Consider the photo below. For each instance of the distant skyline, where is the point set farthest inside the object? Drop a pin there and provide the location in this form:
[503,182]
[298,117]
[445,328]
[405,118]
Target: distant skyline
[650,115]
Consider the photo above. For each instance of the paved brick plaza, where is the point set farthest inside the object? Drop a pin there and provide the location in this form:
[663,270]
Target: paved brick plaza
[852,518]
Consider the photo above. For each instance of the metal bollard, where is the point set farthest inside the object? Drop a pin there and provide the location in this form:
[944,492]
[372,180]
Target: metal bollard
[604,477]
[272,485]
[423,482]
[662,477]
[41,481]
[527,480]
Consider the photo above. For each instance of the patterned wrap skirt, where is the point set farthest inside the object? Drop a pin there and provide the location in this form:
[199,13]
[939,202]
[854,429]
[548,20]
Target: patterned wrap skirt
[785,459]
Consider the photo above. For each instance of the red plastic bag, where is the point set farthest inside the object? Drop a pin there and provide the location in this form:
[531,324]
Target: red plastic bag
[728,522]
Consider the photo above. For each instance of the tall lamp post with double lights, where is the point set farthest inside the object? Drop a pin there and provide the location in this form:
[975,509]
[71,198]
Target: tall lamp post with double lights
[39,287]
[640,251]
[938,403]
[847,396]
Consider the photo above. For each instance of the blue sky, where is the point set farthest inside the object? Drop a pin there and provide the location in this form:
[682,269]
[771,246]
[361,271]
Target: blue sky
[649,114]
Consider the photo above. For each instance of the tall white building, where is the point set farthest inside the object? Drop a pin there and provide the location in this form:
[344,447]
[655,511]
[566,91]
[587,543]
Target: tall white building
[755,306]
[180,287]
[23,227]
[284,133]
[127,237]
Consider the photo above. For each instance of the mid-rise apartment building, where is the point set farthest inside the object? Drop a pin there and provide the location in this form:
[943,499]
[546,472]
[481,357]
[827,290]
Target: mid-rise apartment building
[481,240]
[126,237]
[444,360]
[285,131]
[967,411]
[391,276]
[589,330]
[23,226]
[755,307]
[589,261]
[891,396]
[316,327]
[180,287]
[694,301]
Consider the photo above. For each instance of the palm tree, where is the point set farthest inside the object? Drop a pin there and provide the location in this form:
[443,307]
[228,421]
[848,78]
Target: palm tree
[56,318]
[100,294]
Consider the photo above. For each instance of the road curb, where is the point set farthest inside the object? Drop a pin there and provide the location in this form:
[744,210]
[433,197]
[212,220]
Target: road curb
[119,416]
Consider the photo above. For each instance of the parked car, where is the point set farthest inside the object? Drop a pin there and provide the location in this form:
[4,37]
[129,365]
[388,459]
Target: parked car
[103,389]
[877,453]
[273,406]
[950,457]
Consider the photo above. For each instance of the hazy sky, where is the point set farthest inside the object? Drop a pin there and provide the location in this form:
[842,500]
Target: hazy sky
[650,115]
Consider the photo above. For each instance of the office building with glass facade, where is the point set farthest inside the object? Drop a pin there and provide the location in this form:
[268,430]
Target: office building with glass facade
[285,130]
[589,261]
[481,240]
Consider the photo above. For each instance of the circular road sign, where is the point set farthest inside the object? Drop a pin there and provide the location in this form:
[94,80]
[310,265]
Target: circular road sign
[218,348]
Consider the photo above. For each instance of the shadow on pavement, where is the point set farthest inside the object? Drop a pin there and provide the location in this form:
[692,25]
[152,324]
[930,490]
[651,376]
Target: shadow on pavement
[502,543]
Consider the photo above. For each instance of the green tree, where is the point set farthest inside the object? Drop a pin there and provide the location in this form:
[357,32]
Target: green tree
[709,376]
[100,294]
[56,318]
--
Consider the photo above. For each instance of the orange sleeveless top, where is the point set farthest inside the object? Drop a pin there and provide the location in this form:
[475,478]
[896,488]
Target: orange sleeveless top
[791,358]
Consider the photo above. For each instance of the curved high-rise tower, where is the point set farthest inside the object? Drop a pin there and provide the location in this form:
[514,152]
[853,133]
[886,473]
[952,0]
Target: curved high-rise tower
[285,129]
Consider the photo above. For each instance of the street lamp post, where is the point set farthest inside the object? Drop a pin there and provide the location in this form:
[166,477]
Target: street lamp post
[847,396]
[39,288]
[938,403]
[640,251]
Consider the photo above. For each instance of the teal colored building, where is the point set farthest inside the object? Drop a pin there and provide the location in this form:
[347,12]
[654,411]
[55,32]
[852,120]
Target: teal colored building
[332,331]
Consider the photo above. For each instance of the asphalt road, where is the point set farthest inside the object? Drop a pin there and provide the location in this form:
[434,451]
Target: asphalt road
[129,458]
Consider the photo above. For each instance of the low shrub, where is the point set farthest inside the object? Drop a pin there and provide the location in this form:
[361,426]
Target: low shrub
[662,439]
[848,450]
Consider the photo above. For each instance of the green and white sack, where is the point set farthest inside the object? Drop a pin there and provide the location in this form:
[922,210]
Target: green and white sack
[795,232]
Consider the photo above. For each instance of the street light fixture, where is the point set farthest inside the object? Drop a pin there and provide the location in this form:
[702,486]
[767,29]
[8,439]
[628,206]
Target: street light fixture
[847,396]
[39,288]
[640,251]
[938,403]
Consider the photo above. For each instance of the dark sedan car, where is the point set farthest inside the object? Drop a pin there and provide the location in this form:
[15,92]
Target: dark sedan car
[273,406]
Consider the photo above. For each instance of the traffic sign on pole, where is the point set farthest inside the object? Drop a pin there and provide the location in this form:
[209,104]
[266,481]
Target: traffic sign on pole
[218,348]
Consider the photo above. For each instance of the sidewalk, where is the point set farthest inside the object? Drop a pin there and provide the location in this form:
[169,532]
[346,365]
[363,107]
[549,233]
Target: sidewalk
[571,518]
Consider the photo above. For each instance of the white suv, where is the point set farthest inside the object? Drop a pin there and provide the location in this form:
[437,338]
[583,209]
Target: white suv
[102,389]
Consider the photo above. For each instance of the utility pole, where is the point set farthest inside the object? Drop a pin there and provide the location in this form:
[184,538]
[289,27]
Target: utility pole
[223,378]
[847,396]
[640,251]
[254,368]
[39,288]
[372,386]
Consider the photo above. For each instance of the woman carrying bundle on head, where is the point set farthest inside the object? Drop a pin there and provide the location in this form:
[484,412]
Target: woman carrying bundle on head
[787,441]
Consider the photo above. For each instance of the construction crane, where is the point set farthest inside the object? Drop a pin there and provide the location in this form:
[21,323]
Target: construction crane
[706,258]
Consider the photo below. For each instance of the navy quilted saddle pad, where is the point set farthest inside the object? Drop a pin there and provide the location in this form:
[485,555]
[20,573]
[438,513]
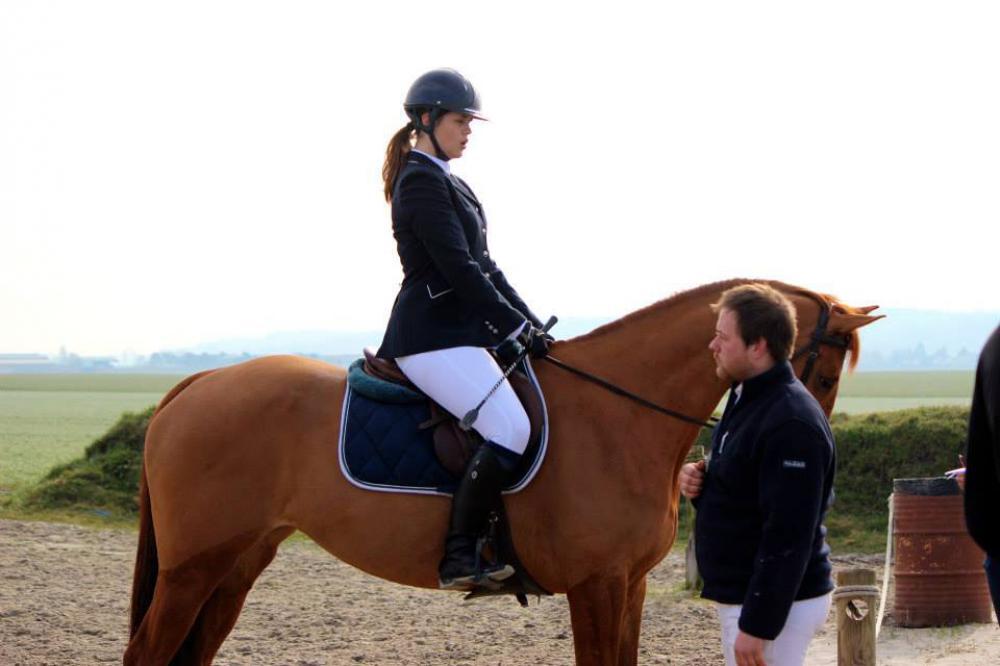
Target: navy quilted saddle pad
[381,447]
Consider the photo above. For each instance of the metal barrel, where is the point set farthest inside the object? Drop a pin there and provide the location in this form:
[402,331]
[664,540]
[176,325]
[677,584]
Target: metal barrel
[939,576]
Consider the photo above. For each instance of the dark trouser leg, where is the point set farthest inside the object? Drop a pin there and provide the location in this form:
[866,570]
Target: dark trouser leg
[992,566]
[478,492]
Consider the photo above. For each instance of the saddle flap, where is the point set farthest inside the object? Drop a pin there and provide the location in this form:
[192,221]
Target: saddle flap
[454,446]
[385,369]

→ Short problem:
List each line of the listing above that contains the word "traffic", copying the lines word for word.

→ Written response:
Consider the photo above. For each instance of the traffic sign on pole, where is the point set farthest inside the object? Drop a pin there and provide the location in this form:
Target: traffic sign on pole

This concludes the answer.